- _ACTIVITY_
I need the lines below from the one with "[ ] identify the street lamp" down to the one with "[ ] identify the car headlight, one" reproduced exactly, both ends included, and nothing else.
----- PROVIDED RECORDS
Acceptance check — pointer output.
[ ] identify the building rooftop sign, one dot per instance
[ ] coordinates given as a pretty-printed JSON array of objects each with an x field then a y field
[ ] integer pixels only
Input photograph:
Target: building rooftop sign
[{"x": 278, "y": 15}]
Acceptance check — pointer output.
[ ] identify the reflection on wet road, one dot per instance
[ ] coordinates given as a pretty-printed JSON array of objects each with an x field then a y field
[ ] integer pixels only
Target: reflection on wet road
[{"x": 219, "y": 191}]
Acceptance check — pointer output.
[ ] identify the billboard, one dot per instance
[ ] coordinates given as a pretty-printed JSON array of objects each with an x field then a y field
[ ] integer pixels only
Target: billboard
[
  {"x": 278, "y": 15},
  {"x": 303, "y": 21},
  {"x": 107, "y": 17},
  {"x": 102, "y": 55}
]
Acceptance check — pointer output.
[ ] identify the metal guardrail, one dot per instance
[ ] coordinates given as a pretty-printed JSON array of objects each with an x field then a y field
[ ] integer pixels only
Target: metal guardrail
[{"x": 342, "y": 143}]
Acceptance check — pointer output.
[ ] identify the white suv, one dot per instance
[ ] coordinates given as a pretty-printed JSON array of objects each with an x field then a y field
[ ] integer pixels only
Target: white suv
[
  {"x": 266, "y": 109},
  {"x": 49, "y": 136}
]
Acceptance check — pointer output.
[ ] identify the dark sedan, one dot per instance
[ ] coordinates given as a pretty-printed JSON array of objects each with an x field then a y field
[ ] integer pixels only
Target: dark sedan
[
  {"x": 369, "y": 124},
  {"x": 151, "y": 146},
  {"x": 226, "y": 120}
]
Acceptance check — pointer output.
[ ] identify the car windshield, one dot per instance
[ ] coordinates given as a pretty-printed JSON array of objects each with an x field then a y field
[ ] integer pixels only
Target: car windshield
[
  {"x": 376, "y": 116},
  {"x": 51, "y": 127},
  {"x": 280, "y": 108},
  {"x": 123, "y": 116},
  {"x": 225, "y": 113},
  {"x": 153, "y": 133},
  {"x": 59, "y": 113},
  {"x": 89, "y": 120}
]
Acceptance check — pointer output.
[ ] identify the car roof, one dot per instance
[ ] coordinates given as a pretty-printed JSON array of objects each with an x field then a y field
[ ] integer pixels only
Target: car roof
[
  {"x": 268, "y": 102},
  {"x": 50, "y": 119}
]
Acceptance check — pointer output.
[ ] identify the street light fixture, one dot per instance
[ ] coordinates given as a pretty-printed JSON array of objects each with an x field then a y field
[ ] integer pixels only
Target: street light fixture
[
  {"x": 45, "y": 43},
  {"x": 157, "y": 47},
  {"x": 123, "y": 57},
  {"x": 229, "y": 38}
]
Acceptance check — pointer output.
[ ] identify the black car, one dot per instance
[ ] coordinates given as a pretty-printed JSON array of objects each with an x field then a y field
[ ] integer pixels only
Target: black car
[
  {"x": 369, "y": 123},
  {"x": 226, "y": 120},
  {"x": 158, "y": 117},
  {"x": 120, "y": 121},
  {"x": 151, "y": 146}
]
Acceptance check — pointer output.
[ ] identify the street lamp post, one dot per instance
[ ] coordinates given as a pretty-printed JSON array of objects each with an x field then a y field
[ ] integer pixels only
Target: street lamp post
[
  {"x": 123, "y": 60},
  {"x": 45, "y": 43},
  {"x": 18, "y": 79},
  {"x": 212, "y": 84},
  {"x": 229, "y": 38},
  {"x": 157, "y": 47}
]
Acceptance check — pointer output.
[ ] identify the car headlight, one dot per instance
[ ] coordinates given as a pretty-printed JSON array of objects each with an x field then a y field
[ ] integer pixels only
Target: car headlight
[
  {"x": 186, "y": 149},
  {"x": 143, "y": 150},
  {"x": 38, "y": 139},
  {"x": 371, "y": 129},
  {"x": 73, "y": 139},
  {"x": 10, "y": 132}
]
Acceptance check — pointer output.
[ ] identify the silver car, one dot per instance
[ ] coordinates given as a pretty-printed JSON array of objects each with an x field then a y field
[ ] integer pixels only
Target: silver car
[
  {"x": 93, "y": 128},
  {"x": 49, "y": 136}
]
----------
- _WORKED SOLUTION_
[ ] identify the street lamp post, one dot per instance
[ ] coordinates given as a pretty-printed JSON array of objects each with an x field then a y field
[ ] integer pixels only
Target: street lamp post
[
  {"x": 123, "y": 60},
  {"x": 45, "y": 43},
  {"x": 18, "y": 79},
  {"x": 212, "y": 84},
  {"x": 229, "y": 38},
  {"x": 157, "y": 47}
]
Acceptance check — pointer output.
[ ] identify the car headlight, one dot per instance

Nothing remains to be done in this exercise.